[BEGIN RECORDS PROVIDED]

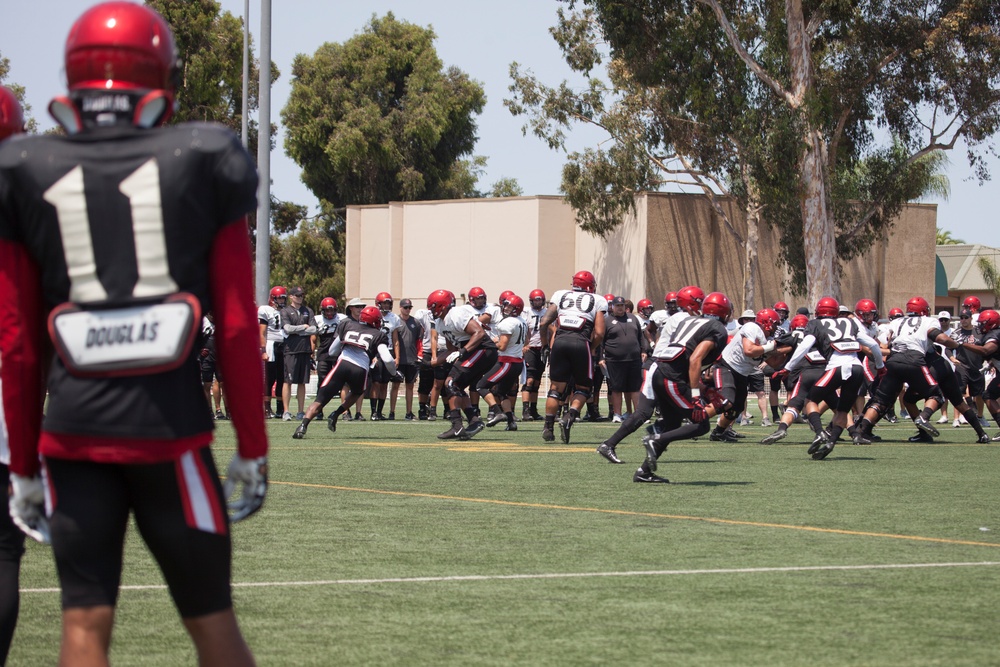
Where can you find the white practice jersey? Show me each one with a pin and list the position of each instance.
(733, 353)
(666, 332)
(517, 328)
(911, 333)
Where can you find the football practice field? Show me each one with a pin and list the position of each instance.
(382, 545)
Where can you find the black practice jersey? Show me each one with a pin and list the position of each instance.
(117, 216)
(690, 333)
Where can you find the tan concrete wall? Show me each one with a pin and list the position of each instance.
(520, 243)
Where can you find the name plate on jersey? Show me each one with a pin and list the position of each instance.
(134, 340)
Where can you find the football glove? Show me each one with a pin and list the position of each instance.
(698, 413)
(252, 474)
(27, 507)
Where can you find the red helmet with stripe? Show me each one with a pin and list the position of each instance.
(439, 301)
(715, 304)
(584, 281)
(827, 307)
(691, 298)
(918, 306)
(768, 319)
(372, 316)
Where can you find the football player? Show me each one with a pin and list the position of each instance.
(471, 353)
(356, 345)
(11, 539)
(272, 347)
(578, 314)
(694, 345)
(127, 230)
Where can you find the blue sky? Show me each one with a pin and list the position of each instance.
(481, 38)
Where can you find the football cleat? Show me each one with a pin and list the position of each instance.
(823, 451)
(774, 437)
(925, 426)
(648, 478)
(651, 457)
(495, 418)
(454, 434)
(726, 436)
(608, 452)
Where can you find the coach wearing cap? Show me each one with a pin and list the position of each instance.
(622, 362)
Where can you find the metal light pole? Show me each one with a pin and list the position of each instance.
(264, 157)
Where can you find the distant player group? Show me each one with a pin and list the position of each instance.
(841, 361)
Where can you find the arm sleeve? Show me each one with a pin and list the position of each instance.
(237, 336)
(22, 346)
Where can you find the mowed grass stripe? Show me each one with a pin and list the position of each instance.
(654, 515)
(563, 575)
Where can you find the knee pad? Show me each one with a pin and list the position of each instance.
(451, 391)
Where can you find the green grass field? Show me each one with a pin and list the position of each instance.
(382, 545)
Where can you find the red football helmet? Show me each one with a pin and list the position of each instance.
(11, 116)
(691, 298)
(278, 292)
(584, 281)
(129, 47)
(972, 303)
(372, 316)
(715, 304)
(439, 301)
(768, 319)
(866, 310)
(918, 306)
(827, 307)
(515, 305)
(988, 321)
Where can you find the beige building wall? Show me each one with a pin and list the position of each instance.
(522, 243)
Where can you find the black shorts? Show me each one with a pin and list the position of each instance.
(502, 379)
(344, 373)
(731, 385)
(409, 372)
(467, 373)
(297, 368)
(533, 366)
(624, 376)
(570, 360)
(181, 515)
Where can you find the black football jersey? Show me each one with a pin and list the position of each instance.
(363, 337)
(118, 216)
(691, 332)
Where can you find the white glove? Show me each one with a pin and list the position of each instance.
(252, 473)
(27, 507)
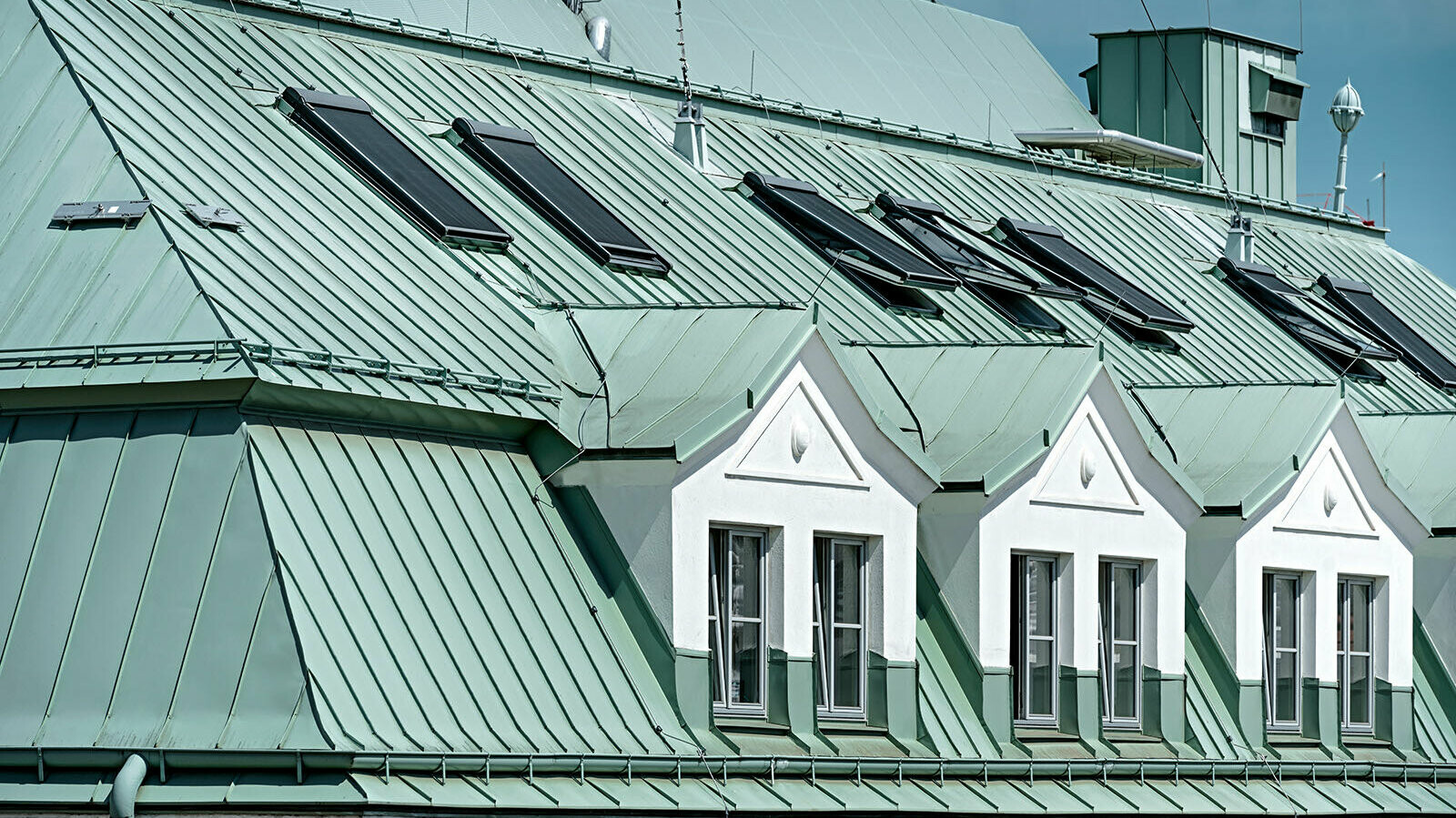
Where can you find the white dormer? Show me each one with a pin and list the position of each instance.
(1069, 580)
(1310, 599)
(786, 538)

[END RECORDS PROVIDED]

Your task is to copy the entries in full and exactly, without any images.

## ANSWER TO THE EXERCISE
Where can you find the white practice jersey? Show me each one with a pin and list the position of each instance.
(733, 353)
(666, 332)
(517, 328)
(911, 333)
Where can you find the football practice field? Show me each one with a pin and list the position of each instance.
(382, 545)
Where can you find the black practice jersey? Show me each one with a pin and list the position of each instance.
(117, 216)
(690, 333)
Where can you find the tan concrete wall? Show me each one with a pin and list the position of each instance.
(520, 243)
Where can you find the name plate on jersey? Show me each one with a pin and list the position of each instance.
(134, 340)
Where can you find the football glove? Show me each one with a pin and list the position of each instance.
(698, 413)
(252, 474)
(27, 507)
Where can you find the red helmet with stripe? Show me each one with a pin and list the position of each instance.
(439, 301)
(715, 304)
(584, 281)
(827, 307)
(691, 298)
(918, 306)
(768, 319)
(372, 316)
Where can you find the football player? Show me each one with a pin and list the position of each instance.
(471, 353)
(356, 345)
(11, 539)
(272, 347)
(578, 314)
(694, 345)
(127, 230)
Where can you find the blue sky? Show me each one with a pin and list the position of each instance.
(481, 38)
Where can you find the football cleat? Show me each one with a pin and list the position of each instance.
(823, 451)
(774, 437)
(925, 426)
(648, 478)
(651, 457)
(495, 418)
(454, 434)
(726, 436)
(608, 452)
Where can you find the coach wearing cap? Show me each one with a pin and list the position of each instance.
(622, 362)
Where can you find the metal light pole? Show me each one with a pin and list the position of each instance.
(264, 157)
Where can you find the distant player group? Show me each one with a pin and list the position of each instance.
(841, 361)
Where can you find the arm sleeve? Show me each one with a pin and list the position of each instance.
(237, 336)
(22, 346)
Where can you find the mowed grass stripe? Show me each one with a pin and list the position of each instance.
(654, 515)
(563, 575)
Where can you find the knee pad? Show me each one with a pin and list the position of each instance.
(451, 391)
Where can you find the green grass field? Show me each one with a pin and list the position of each instance.
(382, 545)
Where can you find the red football helmet? Show me each one with a pin and list the position of each instance.
(11, 116)
(691, 298)
(278, 292)
(584, 281)
(129, 47)
(972, 303)
(372, 316)
(715, 304)
(439, 301)
(768, 319)
(866, 310)
(918, 306)
(827, 307)
(515, 305)
(988, 321)
Where can you find the beige building wall? Show me each one with a pin and list the position of each instance.
(522, 243)
Where can you find the black shorts? Show me each one with a pin and list the position of each instance.
(502, 379)
(344, 373)
(731, 385)
(409, 372)
(467, 373)
(297, 368)
(533, 366)
(624, 376)
(570, 360)
(181, 515)
Where can you find the black football jersey? Show me each one with a pin and list the position of each instance.
(363, 337)
(118, 216)
(691, 332)
Where can you find the white glove? Show me each one with a pin and list the position of each instance.
(252, 473)
(27, 507)
Where can you find the white dormer? Show me each one with a pin and list the position of each instance.
(1069, 580)
(1310, 599)
(786, 538)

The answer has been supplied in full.